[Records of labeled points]
┄┄┄┄┄┄

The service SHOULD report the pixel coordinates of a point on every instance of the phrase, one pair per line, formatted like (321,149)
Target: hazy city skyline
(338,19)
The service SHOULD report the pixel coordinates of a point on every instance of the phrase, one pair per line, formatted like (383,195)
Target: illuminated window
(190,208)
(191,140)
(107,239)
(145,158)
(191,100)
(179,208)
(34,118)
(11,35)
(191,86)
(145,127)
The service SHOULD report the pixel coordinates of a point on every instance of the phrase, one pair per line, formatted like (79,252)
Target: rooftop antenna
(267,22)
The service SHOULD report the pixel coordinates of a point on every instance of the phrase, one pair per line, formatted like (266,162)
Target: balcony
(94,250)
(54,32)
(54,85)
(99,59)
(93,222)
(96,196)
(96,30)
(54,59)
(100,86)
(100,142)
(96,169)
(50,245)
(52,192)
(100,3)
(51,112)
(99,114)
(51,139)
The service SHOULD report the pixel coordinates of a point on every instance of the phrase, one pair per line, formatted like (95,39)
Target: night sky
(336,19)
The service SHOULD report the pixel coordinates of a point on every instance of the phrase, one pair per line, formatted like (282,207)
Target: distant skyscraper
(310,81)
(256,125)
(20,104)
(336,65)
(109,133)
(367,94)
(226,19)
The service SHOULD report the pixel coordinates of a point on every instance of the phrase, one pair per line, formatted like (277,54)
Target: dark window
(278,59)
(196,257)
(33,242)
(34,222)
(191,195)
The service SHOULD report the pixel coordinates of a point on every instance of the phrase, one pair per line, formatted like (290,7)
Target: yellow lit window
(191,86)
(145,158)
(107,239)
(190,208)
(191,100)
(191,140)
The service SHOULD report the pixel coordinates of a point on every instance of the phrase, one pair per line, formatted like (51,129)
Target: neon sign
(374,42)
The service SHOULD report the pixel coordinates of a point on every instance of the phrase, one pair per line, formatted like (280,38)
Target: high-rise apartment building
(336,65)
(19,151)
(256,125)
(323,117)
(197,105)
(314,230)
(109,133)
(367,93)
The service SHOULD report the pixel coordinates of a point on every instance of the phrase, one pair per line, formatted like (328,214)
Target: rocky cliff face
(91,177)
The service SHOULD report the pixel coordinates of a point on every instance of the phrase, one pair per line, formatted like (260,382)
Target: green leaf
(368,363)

┄┄┄┄┄┄

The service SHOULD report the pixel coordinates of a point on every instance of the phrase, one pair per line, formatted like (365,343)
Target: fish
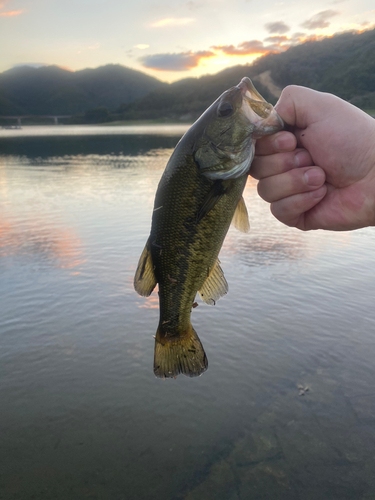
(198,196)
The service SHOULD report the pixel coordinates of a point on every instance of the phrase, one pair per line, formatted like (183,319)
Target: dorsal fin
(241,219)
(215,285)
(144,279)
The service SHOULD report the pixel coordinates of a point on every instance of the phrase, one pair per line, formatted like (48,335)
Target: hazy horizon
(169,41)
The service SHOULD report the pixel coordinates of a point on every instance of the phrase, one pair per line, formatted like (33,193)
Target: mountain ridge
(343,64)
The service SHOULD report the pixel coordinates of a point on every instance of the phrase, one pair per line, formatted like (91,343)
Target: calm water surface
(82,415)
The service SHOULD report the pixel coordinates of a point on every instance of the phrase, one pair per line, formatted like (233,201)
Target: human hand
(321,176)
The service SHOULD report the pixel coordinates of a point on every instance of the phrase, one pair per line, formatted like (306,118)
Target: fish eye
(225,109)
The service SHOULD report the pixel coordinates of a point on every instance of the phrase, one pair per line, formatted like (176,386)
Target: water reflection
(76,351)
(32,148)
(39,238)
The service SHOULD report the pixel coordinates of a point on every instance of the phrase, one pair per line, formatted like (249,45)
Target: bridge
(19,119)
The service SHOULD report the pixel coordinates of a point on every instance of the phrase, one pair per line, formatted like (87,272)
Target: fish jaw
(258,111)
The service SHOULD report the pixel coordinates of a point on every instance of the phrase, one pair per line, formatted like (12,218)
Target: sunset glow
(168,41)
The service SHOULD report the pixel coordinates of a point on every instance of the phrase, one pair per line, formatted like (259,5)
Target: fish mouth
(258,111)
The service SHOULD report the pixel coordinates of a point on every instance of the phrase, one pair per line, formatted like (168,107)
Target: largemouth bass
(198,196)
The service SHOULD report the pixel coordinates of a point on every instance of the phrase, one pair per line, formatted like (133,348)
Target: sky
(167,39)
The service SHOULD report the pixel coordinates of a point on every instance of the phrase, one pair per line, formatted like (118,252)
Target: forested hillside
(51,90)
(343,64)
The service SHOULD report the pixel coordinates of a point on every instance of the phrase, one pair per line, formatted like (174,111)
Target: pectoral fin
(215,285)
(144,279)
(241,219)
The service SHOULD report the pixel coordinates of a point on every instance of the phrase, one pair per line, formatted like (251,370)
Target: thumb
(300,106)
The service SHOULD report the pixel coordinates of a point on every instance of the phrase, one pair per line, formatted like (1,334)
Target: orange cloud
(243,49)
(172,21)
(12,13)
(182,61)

┄┄┄┄┄┄

WHAT IS ASKED → Extract every line in the records above that contains the word "window", and note that case counts when matching.

RESULT →
Target: illuminated window
Target: dark window
Target: yellow lit window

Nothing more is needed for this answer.